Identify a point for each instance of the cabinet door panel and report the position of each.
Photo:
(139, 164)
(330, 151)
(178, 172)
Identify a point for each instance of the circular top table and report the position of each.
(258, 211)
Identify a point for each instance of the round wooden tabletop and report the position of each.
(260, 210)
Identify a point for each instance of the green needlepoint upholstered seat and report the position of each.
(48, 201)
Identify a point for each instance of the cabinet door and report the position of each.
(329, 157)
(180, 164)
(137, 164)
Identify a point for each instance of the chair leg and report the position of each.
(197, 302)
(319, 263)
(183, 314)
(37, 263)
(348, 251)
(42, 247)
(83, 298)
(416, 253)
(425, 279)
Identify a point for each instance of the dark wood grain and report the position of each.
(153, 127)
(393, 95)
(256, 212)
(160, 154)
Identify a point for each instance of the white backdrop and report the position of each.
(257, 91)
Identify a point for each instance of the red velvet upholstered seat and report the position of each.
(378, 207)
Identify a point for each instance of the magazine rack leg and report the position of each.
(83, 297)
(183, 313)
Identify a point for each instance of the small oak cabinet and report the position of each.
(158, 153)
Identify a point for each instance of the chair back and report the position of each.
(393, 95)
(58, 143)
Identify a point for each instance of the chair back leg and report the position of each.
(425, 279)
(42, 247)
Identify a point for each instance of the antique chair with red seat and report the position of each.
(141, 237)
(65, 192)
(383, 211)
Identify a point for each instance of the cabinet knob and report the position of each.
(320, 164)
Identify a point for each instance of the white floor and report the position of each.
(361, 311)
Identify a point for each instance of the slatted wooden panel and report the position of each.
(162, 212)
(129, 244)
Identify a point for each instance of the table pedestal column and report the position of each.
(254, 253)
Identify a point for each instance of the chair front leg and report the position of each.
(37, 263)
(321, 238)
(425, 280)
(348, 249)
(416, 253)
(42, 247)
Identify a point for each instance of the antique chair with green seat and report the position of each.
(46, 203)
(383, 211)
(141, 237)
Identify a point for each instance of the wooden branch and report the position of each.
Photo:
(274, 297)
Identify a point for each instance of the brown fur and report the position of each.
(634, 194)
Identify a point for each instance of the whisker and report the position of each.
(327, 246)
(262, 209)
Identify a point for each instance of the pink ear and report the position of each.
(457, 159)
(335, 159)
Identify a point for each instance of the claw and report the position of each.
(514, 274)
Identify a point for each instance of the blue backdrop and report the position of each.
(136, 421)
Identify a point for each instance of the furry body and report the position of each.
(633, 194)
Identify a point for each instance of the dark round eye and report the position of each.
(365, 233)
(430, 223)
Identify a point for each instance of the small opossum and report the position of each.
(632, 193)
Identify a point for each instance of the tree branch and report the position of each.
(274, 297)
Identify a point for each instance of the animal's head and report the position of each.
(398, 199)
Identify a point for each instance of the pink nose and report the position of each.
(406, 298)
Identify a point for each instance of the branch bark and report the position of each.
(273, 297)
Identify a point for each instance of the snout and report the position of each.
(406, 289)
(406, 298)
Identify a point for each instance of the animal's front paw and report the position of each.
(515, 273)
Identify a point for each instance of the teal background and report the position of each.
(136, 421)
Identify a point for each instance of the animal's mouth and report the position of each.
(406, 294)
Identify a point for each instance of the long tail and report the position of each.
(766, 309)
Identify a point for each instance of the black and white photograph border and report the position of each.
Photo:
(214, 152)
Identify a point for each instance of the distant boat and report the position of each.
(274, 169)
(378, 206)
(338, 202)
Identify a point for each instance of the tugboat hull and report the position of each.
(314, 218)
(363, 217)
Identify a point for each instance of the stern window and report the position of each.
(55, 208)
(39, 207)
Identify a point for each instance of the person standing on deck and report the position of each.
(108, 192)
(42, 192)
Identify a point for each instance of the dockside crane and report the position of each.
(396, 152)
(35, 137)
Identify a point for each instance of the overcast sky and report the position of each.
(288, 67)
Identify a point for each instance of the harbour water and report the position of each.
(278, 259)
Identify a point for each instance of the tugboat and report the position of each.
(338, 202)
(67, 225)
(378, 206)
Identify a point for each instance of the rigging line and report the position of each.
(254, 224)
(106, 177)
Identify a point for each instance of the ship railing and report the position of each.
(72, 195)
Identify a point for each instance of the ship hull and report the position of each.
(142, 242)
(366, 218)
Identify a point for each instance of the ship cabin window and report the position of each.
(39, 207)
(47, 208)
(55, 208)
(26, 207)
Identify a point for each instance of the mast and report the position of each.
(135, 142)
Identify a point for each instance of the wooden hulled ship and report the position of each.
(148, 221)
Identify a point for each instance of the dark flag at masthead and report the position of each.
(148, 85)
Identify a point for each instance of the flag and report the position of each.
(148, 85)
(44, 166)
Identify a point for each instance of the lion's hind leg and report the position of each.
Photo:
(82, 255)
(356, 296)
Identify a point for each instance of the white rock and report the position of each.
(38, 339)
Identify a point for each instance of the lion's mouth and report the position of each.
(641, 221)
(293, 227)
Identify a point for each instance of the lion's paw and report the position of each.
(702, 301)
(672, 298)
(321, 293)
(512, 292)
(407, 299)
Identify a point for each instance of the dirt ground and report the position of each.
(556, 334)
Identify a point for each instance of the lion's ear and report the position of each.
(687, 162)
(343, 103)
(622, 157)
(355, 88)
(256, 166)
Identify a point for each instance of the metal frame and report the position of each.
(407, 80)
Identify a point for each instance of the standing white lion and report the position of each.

Given exercise —
Repeat the material above in full, keeping every word.

Result for this exercise —
Identify a point for each instance of the cabinet door panel and report the position of each.
Photo:
(139, 164)
(330, 151)
(178, 172)
Identify a point for each instance of the circular top table and report the position of each.
(258, 211)
Identify a point for each instance of the round wooden tabletop and report the position of each.
(260, 210)
Identify a point for each instance of the green needlepoint upholstered seat and report the position of each.
(48, 201)
Identify a point for each instance of the cabinet door and report the position of each.
(329, 157)
(180, 164)
(137, 164)
Identify a point for each instance of the chair leg and report the position of each.
(197, 302)
(319, 263)
(183, 314)
(37, 263)
(348, 251)
(42, 247)
(83, 298)
(416, 253)
(425, 279)
Identify a point for each instance of the dark wood grain and report the position of each.
(153, 127)
(393, 95)
(256, 212)
(160, 154)
Identify a point for each instance of the white backdrop and report the position of each.
(257, 91)
Identify a point for each instance of the red velvet upholstered seat and report the position of each.
(378, 207)
Identify a point for each instance of the magazine rack leg and report the position of each.
(83, 297)
(183, 313)
Identify a point for each instance of the small oak cabinet and report the position of each.
(158, 153)
Identify a point for each instance of the chair back and report the position of each.
(393, 95)
(58, 143)
Identify a point for each instance of the chair back leg and report the position of each.
(425, 279)
(42, 247)
Identify a point for each instance of the antique chair with red seat and report the position of each.
(141, 237)
(65, 192)
(383, 211)
Identify a point for each instance of the cabinet knob and report the position of each.
(320, 164)
Identify a point for each instance of the white floor and report the position of each.
(361, 311)
Identify a point for each instance of the slatted wooden panel and report the position of each.
(162, 212)
(129, 244)
Identify a point for each instance of the table pedestal column and report the position of each.
(254, 253)
Identify a point for each instance of the chair front leg and report the position of each.
(37, 263)
(321, 238)
(425, 280)
(348, 249)
(416, 253)
(42, 247)
Identify a point for each instance of the antique chair with green seat and report the position of each.
(46, 203)
(383, 211)
(141, 237)
Identify a point for each instance of the wooden branch and report the position of each.
Photo:
(274, 297)
Identify a point for each instance of the brown fur and report the position of each.
(634, 194)
Identify a point for each instance of the whisker and report the position of each.
(327, 246)
(262, 209)
Identify a point for each instance of the pink ear and report the position of each.
(457, 159)
(335, 159)
Identify a point for each instance of the claw and report the position of each.
(514, 274)
Identify a point for each instance of the blue backdrop and report the position of each.
(136, 421)
Identify a point for each instance of the furry body and report the position of each.
(633, 194)
Identify a point for each instance of the dark round eye and report the position of each.
(365, 233)
(430, 223)
Identify a point for each instance of the small opossum and report the position of each.
(632, 193)
Identify a point for each instance of the tree branch and report the position of each.
(274, 297)
Identify a point for each instance of the animal's head and report the position of each.
(398, 199)
Identify a point for each instance of the pink nose and report the position of each.
(406, 298)
Identify a point for each instance of the branch bark and report the position of each.
(273, 297)
Identify a point for each instance of the snout and report the position of each.
(406, 289)
(406, 298)
Identify a point for each instance of the animal's front paw and report the position of each.
(515, 273)
Identify a point for each instance of the teal background and report the position of each.
(136, 421)
Identify a point for each instance of the animal's mouth and report the position of each.
(406, 294)
Identify a point for each instance of the long tail and report the position of each.
(766, 309)
Identify a point for each instance of the black and white photograph border and report the position of each.
Photo:
(214, 152)
Identify a point for each instance of the distant boat and report the position of each.
(274, 169)
(378, 206)
(338, 202)
Identify a point for each instance of the tugboat hull and report the position of each.
(314, 218)
(363, 217)
Identify a point for each instance of the stern window and report the position of each.
(55, 208)
(39, 207)
Identify a point for each instance of the person standing on deck and report the position of each.
(108, 192)
(42, 192)
Identify a point for each instance of the dockside crane and report the position of each.
(396, 152)
(35, 137)
Identify a point for each instance of the overcast sky and report the position of each.
(288, 67)
Identify a point for each instance of the harbour water and report the position of each.
(278, 259)
Identify a point for each instance of the tugboat and report the position of each.
(338, 202)
(67, 225)
(378, 206)
Identify a point for each instance of the rigging line and report the position of each.
(254, 224)
(106, 177)
Identify a point for each instance of the ship railing and report the position of each.
(72, 195)
Identify a point for each instance of the ship hull and report the position of each.
(142, 242)
(366, 218)
Identify a point for each instance of the ship cabin window and report the position of each.
(39, 207)
(47, 208)
(55, 208)
(26, 207)
Identify a point for each instance of the mast and report the position of each.
(135, 142)
Identify a point for each instance of the wooden hulled ship and report the position of each.
(148, 221)
Identify a point for each instance of the dark flag at masthead and report the position of each.
(148, 85)
Identify a point for each instance of the flag and report the position of each.
(148, 85)
(44, 166)
Identify a point for each instance of the lion's hind leg and report the position of each.
Photo:
(82, 255)
(356, 296)
Identify a point for each instance of the white rock and report the position of each.
(38, 339)
Identify a point for each instance of the lion's mouth and report the position of each.
(641, 221)
(293, 227)
Identify a point for each instance of the lion's paw and report the position of each.
(702, 301)
(672, 298)
(321, 293)
(512, 292)
(407, 299)
Identify a point for each instance of the dirt ground and report the position of each.
(556, 334)
Identify a point for each instance of the lion's ear and report the position of each.
(687, 162)
(343, 103)
(622, 157)
(355, 88)
(256, 166)
Identify a point for each instance of the metal frame and report the position of each.
(407, 80)
Identify a point for each instance of the standing white lion and report the position of each.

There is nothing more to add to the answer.